### [Provided text]

++++++++++++++++++++

FLEISCHMANNOVÁ Šárka

University of West Bohemia, Plzeň, Czech Republic

Letter-Writing and Knowledge Networks of Scientists in the Renaissance Era – Thaddeus Hagecius Ab Hayek and Elizabethan England

The paper intends to investigate the importance of letter-writing for communication about knowledge in the Renaissance. We can argue that the letter-writing for Renaissance men played the similar role as conferences and journals for today´s scientists and philosophers. The importance of correspondence in Renaissance communication about knowledge will be demonstrated on the correspondence of Thaddeus Hagecius ab Hayek with sir Philip Sidney and his family. Thaddeus Hagecius was a Bohemian astronomer and the personal physician of the Holy Roman Emperor Rudolf II. Philip Sidney was an English poet, courtier, scholar and soldier who is remembered as one of the most prominent figures of the Elizabethan age. Their correspondence has never been systematically analyzed. The main purpose of this paper is therefore a detailed analysis of the correspondence between Thaddeus Hagecius ab Hayek and Philip Sidney.

HOFFMANNOVÁ Andrea

Palacký University, Olomouc, Czech Republic

America on Czech Stage

The paper deals with the perception of the United States in the Czech Republic via dramatic works of American playwrights performed on Czech stage in the last two decades. The paper focuses on the character of American plays and their reception by the Czech audience, particularly Czech reviewers. The overall image of the United States coming out of the most popular plays will be outlined.

++++++++++++++++++++

### [Problem details]
Extend the conference abstracts past their last sentence. The data after this point isn't needed.

### [Extracted records]
++++++++++++++++++++

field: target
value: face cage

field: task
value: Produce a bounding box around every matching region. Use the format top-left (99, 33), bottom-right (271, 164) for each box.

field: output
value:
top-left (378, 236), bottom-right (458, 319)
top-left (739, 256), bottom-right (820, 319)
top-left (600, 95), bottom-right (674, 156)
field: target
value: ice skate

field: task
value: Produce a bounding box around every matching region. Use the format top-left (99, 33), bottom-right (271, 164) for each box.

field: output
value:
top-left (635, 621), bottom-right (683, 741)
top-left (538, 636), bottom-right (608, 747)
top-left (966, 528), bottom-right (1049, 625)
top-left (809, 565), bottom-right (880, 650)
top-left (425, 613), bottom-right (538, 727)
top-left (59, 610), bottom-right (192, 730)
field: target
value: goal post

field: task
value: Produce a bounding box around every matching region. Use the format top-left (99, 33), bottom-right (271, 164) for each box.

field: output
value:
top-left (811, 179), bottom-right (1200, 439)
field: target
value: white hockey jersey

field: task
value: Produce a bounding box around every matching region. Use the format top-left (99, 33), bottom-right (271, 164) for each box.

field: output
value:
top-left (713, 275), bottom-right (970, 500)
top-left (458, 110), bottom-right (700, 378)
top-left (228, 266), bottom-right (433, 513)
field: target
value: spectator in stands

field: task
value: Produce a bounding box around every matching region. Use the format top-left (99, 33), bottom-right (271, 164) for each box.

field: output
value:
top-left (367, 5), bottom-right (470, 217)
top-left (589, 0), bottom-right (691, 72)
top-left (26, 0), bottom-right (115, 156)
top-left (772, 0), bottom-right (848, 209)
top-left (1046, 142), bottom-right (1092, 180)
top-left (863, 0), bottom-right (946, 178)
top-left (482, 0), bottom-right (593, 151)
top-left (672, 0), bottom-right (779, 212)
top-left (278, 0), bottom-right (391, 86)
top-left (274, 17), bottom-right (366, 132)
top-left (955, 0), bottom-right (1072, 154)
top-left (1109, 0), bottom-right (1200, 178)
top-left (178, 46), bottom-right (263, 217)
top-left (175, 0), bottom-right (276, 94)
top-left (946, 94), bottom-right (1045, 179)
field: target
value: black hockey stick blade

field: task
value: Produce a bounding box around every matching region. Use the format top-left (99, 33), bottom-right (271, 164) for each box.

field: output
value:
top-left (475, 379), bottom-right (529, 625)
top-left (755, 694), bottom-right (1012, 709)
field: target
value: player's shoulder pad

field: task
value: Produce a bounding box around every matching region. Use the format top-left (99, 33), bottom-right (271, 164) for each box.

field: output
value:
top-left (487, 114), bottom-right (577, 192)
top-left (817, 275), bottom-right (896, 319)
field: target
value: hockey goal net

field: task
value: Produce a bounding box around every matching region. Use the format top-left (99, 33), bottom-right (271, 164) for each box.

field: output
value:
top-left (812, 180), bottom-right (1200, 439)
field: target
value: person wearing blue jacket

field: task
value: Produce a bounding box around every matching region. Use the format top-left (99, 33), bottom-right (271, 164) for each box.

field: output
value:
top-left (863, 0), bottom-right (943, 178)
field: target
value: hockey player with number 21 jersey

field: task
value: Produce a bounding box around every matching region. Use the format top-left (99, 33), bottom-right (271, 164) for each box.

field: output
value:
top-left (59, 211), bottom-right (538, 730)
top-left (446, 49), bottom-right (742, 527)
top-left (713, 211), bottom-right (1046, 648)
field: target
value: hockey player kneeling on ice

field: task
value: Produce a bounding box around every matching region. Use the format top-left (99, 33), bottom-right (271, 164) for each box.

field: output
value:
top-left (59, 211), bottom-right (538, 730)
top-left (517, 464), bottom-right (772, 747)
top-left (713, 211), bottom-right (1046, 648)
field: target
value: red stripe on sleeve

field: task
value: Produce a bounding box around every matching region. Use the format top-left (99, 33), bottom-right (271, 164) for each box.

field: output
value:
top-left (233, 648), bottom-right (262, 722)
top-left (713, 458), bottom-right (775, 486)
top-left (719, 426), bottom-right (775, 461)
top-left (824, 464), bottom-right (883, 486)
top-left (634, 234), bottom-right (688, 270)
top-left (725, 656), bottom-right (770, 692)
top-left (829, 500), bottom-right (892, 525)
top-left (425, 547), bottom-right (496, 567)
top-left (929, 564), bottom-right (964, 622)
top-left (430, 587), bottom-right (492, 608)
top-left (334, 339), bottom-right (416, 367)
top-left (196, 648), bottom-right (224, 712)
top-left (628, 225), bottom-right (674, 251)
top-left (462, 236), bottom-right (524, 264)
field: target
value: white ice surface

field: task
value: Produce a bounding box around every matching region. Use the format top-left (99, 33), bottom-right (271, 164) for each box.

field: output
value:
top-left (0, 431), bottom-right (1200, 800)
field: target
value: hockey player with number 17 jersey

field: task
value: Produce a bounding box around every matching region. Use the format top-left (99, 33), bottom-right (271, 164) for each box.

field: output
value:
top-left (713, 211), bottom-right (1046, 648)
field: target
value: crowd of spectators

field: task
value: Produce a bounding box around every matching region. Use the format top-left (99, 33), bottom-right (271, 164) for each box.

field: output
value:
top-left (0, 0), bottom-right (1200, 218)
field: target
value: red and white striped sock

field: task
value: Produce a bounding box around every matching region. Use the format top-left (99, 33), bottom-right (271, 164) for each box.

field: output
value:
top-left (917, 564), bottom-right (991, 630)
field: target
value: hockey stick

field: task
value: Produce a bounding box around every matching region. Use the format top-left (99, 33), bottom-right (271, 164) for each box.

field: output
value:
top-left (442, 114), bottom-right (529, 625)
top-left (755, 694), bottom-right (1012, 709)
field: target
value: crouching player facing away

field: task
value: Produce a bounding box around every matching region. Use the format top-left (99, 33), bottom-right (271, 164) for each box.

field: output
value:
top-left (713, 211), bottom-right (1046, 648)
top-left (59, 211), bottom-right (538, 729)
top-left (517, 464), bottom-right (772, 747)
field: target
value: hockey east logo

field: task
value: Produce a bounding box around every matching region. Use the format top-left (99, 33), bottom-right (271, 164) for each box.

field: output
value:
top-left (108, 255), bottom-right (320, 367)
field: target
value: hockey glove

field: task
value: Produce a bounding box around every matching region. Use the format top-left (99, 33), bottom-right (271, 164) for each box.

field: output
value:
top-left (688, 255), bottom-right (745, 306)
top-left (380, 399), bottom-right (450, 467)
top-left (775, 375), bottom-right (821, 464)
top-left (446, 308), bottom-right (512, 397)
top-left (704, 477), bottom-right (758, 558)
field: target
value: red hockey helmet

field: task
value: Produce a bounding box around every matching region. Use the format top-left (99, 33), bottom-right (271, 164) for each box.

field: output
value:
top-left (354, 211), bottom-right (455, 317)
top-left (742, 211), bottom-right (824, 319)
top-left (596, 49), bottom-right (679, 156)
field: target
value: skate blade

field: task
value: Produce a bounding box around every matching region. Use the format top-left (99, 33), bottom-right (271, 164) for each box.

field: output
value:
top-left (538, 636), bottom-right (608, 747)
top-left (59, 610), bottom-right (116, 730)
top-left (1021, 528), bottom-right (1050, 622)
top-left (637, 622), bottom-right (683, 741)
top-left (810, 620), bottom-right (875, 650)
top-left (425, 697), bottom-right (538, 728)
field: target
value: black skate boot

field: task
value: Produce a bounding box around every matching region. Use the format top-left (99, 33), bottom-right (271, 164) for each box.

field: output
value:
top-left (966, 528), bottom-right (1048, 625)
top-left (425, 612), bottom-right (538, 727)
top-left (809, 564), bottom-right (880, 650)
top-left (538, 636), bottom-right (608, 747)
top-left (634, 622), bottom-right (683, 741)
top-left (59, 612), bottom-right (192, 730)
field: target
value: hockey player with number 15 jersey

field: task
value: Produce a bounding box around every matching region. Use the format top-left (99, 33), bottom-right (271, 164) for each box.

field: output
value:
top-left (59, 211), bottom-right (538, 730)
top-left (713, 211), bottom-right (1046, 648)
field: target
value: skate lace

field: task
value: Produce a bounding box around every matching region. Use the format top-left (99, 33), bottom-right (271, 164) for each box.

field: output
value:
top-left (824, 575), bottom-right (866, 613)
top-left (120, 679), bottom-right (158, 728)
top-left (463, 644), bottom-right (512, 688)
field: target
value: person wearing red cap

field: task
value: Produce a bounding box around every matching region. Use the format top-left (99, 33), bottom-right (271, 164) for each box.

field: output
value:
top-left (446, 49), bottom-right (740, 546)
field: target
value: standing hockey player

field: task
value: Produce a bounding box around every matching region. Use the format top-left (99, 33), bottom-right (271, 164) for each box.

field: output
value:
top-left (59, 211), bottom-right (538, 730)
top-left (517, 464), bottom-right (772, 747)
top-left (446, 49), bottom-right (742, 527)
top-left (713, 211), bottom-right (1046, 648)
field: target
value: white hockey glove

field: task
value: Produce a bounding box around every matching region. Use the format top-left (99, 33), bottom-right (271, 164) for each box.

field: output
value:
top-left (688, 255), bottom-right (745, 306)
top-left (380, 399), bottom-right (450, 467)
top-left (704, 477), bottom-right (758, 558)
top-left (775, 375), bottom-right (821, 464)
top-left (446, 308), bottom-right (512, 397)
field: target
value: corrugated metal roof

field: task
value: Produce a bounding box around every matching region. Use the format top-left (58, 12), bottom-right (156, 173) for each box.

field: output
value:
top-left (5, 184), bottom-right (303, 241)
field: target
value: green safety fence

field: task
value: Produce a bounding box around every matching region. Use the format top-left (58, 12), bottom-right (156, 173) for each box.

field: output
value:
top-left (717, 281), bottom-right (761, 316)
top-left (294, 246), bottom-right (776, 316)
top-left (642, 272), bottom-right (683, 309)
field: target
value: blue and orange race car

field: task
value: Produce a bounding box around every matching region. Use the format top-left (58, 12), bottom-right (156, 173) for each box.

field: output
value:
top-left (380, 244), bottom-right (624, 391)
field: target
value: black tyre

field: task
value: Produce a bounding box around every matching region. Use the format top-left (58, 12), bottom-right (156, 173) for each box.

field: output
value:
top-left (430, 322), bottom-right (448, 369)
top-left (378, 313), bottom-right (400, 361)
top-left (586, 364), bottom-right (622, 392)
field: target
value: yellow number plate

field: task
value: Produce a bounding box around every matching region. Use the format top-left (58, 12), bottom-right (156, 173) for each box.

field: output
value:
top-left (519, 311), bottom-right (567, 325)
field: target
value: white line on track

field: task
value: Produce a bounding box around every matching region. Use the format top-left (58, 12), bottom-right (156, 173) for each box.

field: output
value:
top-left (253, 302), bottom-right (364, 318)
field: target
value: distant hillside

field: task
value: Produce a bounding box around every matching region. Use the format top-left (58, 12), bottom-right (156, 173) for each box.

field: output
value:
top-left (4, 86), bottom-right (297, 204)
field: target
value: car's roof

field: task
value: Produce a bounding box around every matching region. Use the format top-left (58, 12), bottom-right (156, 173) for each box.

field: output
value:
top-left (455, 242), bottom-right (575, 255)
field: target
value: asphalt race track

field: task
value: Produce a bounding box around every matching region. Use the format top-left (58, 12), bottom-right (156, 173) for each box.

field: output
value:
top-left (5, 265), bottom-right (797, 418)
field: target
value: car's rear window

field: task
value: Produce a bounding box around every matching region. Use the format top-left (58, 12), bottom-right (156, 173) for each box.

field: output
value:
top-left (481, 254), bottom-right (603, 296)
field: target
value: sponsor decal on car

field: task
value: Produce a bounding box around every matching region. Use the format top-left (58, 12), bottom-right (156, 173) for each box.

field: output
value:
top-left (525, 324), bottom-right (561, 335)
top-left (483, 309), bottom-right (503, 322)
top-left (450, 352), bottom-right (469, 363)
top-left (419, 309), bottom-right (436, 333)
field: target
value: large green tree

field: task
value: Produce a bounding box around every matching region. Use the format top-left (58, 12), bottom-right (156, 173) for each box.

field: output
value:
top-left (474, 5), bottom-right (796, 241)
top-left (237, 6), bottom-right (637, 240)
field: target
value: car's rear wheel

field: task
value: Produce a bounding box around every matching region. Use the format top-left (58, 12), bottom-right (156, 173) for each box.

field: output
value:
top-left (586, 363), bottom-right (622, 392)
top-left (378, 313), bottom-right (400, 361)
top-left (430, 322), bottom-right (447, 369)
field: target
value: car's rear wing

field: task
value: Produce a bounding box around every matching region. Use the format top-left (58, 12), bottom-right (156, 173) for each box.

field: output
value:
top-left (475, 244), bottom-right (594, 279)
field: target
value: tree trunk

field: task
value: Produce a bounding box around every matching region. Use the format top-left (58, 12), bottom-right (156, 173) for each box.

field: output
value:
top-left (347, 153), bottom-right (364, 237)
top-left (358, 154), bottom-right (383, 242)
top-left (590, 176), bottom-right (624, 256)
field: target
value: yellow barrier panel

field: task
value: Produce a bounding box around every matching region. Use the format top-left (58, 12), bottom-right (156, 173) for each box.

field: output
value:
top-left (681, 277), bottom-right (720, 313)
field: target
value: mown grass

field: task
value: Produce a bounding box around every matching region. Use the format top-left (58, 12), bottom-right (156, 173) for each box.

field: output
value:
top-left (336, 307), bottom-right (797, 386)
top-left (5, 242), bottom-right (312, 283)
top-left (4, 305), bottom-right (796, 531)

++++++++++++++++++++

### [Written answer]
JELÍNKOVÁ Ema

Palacký University, Olomouc, Czech Republic

The Absent Satirist: The Strange Case of Muriel Spark

Based on her early novels, Muriel Spark was pigeonholed by her contemporaries as a Catholic satirist committed to eternal truths. However, Spark took an increasing delight breaking the boundaries; in elusiveness in her later novels, and even refusing to confer value on her texts or insert an easily recognizable moral preoccupation. This paper is an attempt to discuss whether Spark´s cool, unengaged quality and ostentatious disinterestedness in upholding moral values may or may not enable satire within the confines of its traditional predicament. Since Spark came very close to contradicting many of her previous claims and findings during her dynamic development, I am obliged to utilize novels from different periods, The Ballad of Peckham Rye (1961) and The Abbess of Crewe (1974), to find out whether any method can be derived from apparent inconsistency.

KASTNEROVÁ Martina

University of West Bohemia, Plzeň, Czech Republic

Philip Sidney’s Poetics in the Context of Ancient and Continental Examples

The paper deals with the main tenets of Philip Sidney’s poetics on the basis of The Defence of Poesy and his poetry (mainly Astrophil and Stella) in the context of Elizabethan considerations of the classical aesthetic concepts (especially that of Aristotle and Horace) and some of the Renaissance continental examples. Sidney’s The Defence of Poesy represents a fundamental step in establishing poetry as the creator of its own world, its so-called second nature, and points out poetry’s ability to create figures and imitate reality; thus the main value of poetry lies in creating clear rhetorical images of moral truth. So Sidney’s poetics plays an important role in establishing English poetry as a device of the national cultural and social autonomy.

KLIMEK Michal

Silesian University, Opava, Czech Republic

The Metaphorical Concept of Stephen King's The Shining

This paper analyzes the metaphorical concept of a modern gothic novel The Shining by Stephen King. The multilayered story puts its characters into situations seemingly driven by supernatural forces which – after further review – seem to be of rather psychological nature. This finding allows the book to be interpreted and viewed as a family-centered drama whose characters are incapable of running away from either their addictions or mental issues. Part of this paper also discusses a child’s perception of their family’s decay and their way of dealing with these isolating and senses-provoking situations.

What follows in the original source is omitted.